[Opening Supplied records section]
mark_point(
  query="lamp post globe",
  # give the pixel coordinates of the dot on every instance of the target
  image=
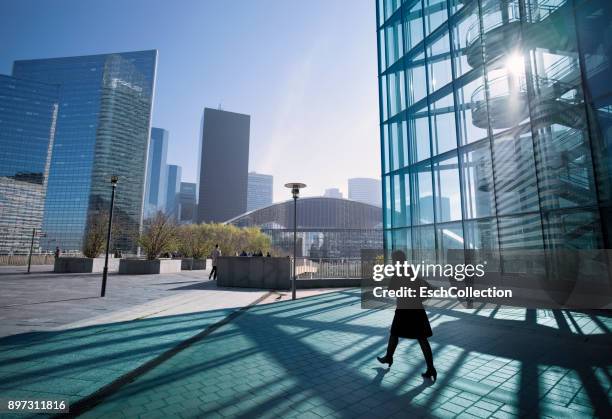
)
(295, 193)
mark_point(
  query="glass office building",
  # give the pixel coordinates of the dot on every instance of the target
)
(102, 130)
(157, 173)
(28, 115)
(326, 227)
(173, 190)
(496, 124)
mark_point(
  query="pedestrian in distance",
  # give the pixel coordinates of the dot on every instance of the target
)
(410, 321)
(216, 253)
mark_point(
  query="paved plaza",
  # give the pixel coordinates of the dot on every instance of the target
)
(243, 354)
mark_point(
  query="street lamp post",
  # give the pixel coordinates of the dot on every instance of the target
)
(114, 180)
(295, 191)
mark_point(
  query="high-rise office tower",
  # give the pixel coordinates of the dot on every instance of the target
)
(157, 176)
(333, 193)
(224, 165)
(259, 191)
(365, 190)
(28, 115)
(495, 124)
(187, 202)
(103, 130)
(172, 190)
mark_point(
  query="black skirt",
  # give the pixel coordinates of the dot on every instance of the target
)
(411, 323)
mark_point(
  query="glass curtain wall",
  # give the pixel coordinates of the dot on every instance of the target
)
(495, 124)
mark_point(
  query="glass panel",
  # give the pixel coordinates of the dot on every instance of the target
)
(413, 26)
(422, 195)
(438, 60)
(515, 178)
(386, 151)
(397, 90)
(435, 14)
(402, 240)
(573, 230)
(563, 156)
(395, 43)
(418, 135)
(478, 188)
(424, 244)
(473, 119)
(448, 195)
(482, 243)
(387, 201)
(466, 56)
(399, 198)
(416, 79)
(443, 130)
(450, 237)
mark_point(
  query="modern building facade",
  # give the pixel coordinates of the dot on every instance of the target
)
(260, 191)
(28, 117)
(173, 190)
(187, 202)
(157, 172)
(224, 165)
(102, 130)
(326, 227)
(333, 193)
(495, 124)
(365, 190)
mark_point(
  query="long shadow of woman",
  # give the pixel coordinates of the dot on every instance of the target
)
(410, 321)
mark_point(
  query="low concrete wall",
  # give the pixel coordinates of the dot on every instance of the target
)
(141, 266)
(254, 272)
(328, 283)
(84, 265)
(190, 264)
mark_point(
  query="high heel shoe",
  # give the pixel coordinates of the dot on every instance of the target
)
(431, 374)
(385, 360)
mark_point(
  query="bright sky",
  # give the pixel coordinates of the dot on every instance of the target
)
(304, 70)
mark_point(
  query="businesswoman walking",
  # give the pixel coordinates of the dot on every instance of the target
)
(410, 321)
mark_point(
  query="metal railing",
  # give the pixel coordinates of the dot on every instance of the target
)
(328, 268)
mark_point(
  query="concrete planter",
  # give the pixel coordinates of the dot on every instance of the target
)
(84, 265)
(143, 267)
(254, 272)
(191, 264)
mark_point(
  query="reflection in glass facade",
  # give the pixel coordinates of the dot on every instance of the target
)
(326, 227)
(496, 124)
(102, 129)
(28, 115)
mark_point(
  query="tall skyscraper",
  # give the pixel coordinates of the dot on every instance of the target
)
(103, 130)
(224, 165)
(495, 124)
(187, 202)
(28, 115)
(333, 193)
(365, 190)
(259, 191)
(172, 190)
(157, 176)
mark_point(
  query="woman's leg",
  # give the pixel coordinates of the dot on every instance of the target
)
(427, 353)
(393, 341)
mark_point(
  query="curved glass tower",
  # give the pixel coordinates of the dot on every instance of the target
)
(495, 124)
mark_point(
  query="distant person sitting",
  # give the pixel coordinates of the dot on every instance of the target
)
(216, 253)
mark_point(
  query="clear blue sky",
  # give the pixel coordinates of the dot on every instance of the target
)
(304, 70)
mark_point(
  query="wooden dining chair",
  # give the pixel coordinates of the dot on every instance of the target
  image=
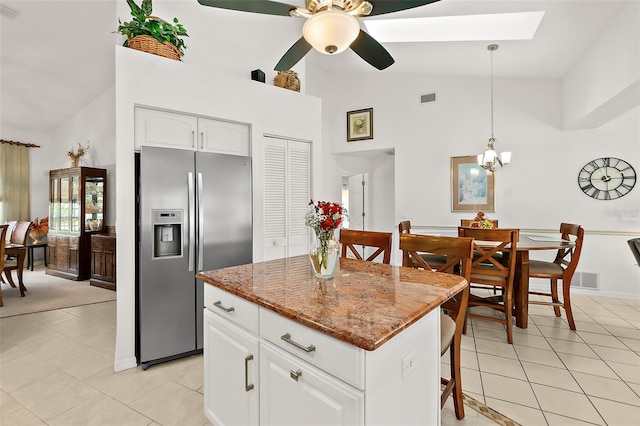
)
(19, 236)
(562, 268)
(404, 227)
(3, 233)
(381, 241)
(488, 272)
(459, 253)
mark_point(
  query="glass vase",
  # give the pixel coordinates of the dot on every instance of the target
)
(323, 254)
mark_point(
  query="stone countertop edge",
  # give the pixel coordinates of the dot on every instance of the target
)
(365, 305)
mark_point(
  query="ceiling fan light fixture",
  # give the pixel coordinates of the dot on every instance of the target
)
(331, 31)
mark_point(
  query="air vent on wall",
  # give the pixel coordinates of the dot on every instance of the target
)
(429, 97)
(587, 280)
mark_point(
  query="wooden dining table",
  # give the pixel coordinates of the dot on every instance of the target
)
(20, 251)
(526, 244)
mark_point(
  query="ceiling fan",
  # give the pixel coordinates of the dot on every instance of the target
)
(331, 25)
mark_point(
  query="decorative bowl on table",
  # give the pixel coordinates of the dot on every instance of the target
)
(39, 229)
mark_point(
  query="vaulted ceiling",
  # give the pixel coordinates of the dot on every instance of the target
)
(56, 56)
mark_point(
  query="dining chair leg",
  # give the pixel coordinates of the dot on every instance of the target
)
(508, 310)
(456, 392)
(554, 296)
(7, 274)
(566, 300)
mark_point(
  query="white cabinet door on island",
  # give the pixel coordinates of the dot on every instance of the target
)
(231, 373)
(293, 392)
(361, 349)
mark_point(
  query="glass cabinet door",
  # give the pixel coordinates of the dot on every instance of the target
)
(65, 208)
(94, 204)
(75, 204)
(54, 205)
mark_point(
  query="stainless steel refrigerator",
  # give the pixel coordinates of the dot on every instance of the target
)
(194, 213)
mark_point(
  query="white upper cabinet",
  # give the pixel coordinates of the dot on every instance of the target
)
(184, 131)
(165, 129)
(223, 137)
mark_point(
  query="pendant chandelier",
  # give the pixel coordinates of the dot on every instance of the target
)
(490, 159)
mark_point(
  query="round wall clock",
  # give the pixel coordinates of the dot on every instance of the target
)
(607, 178)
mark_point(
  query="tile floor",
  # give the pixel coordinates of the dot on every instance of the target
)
(56, 369)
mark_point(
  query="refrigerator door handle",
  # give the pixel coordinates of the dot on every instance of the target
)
(192, 218)
(200, 224)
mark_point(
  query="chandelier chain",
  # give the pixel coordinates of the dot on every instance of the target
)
(491, 54)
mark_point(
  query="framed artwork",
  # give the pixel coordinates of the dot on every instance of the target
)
(472, 187)
(360, 125)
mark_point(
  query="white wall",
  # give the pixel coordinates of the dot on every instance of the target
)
(605, 82)
(269, 110)
(538, 190)
(95, 123)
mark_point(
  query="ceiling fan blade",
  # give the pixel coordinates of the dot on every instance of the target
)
(381, 7)
(257, 6)
(371, 51)
(293, 55)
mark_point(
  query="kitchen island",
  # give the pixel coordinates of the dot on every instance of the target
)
(282, 347)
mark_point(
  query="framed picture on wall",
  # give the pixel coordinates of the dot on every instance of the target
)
(472, 187)
(360, 125)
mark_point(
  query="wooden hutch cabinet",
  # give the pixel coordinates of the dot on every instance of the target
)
(77, 205)
(103, 261)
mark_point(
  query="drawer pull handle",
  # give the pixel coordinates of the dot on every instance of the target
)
(295, 375)
(247, 386)
(287, 338)
(218, 304)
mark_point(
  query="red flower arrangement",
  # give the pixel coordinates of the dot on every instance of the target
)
(324, 218)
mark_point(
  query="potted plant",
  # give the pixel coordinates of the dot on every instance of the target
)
(152, 34)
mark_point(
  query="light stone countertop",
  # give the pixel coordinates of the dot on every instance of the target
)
(365, 304)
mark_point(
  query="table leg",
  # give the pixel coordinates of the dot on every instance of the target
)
(30, 257)
(21, 257)
(521, 289)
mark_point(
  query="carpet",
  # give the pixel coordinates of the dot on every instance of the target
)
(46, 293)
[Closing Supplied records section]
» What is needed:
Would you show every line in the data above that contains the string "framed"?

» Reply to the task:
  query="framed artwork",
  query="framed picture on wall",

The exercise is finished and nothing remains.